Please see my other blog for Oracle EBusiness Suite Posts - EBMentors

Search This Blog

Note: All the posts are based on practical approach avoiding lengthy theory. All have been tested on some development servers. Please don’t test any post on production servers until you are sure.

Wednesday, December 03, 2014

Exadata: Defining the Threshold for Exadata Cell

In Exadata an alert is automatically triggered when a predefined hardware or software issue is detected, or when a metric exceeds a threshold. By default, there are no thresholds defined but you can define your own if you want.


1- List the thresholds currently defined on the Exadata cell.

CellCLI> list threshold
CellCLI>

2- The LIST ALERTDEFINITION command displays all available sources of the alerts on the cell. You can use this list to remind yourself which metrics can have thresholds associated with them.

CellCLI> list alertdefinition 
CellCLI> list alertdefinition cl_fsut detail 

3- Create a warning threshold for file system utilization on the root (/) file system.

CellCLI> list metriccurrent cl_fsut
         CL_FSUT         "/"                     63 %
         CL_FSUT         "/boot"                 28 %
         CL_FSUT         "/dev/shm"              0 %
         CL_FSUT         "/opt/oracle"           36 %
         CL_FSUT         "/var/log/oracle"       7 %

CellCLI> list metriccurrent cl_fsut detail
         name:                   CL_FSUT
         alertState:             normal
         collectionTime:         2014-12-02T13:33:50+03:00
         metricObjectName:       "/"
         metricType:             Instantaneous
         metricValue:            63 %
         objectType:             CELL_FILESYSTEM

         name:                   CL_FSUT
         alertState:             normal
         collectionTime:         2014-12-02T13:33:50+03:00
         metricObjectName:       "/boot"
         metricType:             Instantaneous
         metricValue:            28 %
         objectType:             CELL_FILESYSTEM

         name:                   CL_FSUT
         alertState:             normal
         collectionTime:         2014-12-02T13:33:50+03:00
         metricObjectName:       "/dev/shm"

### TASK A
In the Exadata threshold post, what does the LIST ALERTDEFINITION command display?

Extracted records
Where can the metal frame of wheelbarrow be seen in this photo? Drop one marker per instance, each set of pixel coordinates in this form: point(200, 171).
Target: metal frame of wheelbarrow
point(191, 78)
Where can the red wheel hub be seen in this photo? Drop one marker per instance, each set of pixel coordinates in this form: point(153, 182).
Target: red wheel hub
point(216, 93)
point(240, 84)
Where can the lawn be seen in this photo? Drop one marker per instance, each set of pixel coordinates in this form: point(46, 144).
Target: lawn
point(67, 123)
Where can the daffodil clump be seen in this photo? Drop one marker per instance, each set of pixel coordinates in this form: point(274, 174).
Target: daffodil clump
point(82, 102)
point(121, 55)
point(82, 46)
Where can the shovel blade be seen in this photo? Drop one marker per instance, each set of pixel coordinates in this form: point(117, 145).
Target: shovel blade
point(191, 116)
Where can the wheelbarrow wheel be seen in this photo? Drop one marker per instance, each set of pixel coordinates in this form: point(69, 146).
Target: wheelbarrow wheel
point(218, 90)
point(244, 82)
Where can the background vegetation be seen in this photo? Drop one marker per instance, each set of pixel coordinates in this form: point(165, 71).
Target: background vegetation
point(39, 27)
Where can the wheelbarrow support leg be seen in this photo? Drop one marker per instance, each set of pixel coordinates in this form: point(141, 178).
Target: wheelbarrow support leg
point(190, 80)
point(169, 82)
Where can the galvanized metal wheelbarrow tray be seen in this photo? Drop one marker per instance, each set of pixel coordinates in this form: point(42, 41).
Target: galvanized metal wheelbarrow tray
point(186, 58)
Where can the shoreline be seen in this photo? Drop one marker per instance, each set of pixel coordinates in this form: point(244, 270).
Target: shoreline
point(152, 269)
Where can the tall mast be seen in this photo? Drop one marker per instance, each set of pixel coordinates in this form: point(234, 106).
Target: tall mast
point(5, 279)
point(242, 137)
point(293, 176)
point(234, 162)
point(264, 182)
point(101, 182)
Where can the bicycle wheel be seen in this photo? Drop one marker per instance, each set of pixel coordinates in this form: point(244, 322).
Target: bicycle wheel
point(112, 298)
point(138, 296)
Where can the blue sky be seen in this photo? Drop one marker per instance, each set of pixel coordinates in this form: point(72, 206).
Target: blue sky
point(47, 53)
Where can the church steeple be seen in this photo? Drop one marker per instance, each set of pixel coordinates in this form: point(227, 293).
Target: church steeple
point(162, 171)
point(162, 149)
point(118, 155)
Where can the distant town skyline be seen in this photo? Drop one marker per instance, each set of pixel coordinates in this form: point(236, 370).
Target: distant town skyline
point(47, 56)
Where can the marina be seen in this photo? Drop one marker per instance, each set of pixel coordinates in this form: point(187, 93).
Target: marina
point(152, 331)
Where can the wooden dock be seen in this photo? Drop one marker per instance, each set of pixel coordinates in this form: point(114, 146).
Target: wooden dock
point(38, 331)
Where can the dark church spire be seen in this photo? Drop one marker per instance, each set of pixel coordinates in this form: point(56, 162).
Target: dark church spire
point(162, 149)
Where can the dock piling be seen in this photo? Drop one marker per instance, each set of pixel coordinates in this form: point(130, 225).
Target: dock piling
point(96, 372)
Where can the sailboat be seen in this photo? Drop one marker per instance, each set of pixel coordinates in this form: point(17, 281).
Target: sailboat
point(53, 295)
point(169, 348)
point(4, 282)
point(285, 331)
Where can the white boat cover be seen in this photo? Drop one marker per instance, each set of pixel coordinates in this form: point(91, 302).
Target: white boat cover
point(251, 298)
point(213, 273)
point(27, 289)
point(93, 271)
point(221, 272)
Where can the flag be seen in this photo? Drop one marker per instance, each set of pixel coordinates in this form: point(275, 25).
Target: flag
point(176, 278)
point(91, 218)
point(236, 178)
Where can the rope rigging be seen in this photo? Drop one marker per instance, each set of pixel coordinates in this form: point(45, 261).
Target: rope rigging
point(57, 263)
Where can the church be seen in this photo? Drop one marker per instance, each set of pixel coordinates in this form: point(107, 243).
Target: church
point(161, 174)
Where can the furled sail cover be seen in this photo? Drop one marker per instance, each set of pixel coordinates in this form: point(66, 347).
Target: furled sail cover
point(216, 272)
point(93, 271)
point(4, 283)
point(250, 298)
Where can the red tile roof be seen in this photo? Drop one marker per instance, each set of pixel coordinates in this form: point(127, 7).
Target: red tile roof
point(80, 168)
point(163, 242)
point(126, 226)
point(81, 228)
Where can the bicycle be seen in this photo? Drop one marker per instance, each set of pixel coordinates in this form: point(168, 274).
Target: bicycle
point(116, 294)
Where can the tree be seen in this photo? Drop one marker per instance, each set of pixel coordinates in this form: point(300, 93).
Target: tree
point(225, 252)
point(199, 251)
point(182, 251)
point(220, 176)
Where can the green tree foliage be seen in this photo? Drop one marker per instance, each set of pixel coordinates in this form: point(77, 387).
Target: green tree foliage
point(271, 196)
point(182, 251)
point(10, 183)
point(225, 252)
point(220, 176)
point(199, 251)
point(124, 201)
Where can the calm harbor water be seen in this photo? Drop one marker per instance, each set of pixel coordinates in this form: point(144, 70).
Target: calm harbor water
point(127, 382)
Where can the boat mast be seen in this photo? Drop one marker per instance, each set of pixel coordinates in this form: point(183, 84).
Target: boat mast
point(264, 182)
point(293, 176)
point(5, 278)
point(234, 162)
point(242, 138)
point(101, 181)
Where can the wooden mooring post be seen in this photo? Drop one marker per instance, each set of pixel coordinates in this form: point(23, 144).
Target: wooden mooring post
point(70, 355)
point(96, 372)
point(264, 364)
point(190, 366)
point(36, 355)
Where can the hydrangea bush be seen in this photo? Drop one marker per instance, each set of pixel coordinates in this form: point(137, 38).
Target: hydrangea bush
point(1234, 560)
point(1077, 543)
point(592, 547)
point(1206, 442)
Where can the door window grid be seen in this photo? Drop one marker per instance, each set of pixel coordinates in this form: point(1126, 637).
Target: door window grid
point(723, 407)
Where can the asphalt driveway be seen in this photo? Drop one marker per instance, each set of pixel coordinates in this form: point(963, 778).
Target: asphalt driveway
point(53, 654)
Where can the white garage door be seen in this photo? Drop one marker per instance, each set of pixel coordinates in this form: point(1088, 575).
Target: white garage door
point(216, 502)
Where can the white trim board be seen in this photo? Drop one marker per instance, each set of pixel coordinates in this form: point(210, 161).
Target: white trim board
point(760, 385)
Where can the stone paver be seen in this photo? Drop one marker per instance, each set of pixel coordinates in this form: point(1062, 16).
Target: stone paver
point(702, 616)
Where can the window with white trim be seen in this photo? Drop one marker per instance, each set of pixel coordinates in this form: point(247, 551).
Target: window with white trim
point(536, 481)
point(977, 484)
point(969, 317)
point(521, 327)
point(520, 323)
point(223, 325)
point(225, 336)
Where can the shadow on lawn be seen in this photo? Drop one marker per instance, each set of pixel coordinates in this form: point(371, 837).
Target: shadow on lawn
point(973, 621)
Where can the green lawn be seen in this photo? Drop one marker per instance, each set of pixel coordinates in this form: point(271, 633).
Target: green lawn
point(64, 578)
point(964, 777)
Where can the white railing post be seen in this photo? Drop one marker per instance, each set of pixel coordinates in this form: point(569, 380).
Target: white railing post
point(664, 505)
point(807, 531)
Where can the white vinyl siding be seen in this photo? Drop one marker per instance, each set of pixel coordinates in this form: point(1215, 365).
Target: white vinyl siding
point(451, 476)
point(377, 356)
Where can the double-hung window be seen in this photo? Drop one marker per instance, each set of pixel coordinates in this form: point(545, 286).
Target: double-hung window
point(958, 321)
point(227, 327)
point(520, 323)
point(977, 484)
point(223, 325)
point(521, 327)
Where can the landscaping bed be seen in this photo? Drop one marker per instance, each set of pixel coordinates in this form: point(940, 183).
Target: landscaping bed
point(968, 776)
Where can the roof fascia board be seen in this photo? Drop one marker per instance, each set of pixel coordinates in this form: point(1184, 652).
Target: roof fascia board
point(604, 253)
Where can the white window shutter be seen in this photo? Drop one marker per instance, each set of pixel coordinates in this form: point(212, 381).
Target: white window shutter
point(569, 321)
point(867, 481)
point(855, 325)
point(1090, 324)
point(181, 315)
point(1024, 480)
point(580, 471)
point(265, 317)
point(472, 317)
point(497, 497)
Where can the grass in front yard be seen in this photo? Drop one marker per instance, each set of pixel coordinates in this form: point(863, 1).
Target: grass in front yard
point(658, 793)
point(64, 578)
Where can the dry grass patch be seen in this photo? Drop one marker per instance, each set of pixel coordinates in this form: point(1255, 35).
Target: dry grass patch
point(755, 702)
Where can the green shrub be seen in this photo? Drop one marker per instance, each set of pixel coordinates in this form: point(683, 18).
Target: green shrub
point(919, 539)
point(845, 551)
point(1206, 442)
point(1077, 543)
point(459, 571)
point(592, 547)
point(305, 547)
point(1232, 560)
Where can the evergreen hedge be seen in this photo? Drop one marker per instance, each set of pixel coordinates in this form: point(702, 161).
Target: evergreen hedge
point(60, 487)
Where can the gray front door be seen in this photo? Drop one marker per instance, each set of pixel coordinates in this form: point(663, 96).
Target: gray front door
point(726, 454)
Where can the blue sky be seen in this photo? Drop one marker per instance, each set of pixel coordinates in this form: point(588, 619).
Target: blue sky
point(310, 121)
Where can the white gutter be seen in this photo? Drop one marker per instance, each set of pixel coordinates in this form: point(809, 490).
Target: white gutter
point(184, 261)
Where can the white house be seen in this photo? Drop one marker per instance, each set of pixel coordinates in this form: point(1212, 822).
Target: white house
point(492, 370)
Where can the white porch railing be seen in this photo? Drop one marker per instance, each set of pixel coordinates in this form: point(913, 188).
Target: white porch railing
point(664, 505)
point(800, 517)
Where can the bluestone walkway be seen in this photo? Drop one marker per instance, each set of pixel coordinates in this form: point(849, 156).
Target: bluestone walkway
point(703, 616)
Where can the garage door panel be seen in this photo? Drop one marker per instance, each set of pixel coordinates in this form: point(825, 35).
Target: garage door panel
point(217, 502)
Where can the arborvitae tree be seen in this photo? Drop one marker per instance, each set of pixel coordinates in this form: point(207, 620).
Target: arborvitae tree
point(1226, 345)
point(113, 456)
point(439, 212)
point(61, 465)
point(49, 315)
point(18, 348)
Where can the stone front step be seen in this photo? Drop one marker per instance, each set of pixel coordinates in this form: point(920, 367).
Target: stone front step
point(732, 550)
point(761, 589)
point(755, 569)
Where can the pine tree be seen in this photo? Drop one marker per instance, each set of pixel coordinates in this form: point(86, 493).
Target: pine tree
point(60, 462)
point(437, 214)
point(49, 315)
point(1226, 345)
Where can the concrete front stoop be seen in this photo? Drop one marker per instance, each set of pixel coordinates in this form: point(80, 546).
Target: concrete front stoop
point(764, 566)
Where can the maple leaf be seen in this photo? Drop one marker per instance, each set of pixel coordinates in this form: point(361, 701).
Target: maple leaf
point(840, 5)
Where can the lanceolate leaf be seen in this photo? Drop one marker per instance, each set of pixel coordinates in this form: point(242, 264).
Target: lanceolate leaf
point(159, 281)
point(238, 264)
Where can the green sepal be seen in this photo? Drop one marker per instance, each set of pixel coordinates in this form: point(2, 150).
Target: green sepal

### TASK B
From the entries, transcribe the part that opens with the line containing "Where can the white boat" and closes with the line containing "point(221, 272)", both lines included.

### SOLUTION A
It displays all available sources of the alerts on the cell.

### SOLUTION B
Where can the white boat cover be seen in this photo? Drop one marker per instance, each set of pixel coordinates in this form: point(91, 302).
Target: white boat cover
point(251, 298)
point(213, 273)
point(27, 289)
point(93, 271)
point(221, 272)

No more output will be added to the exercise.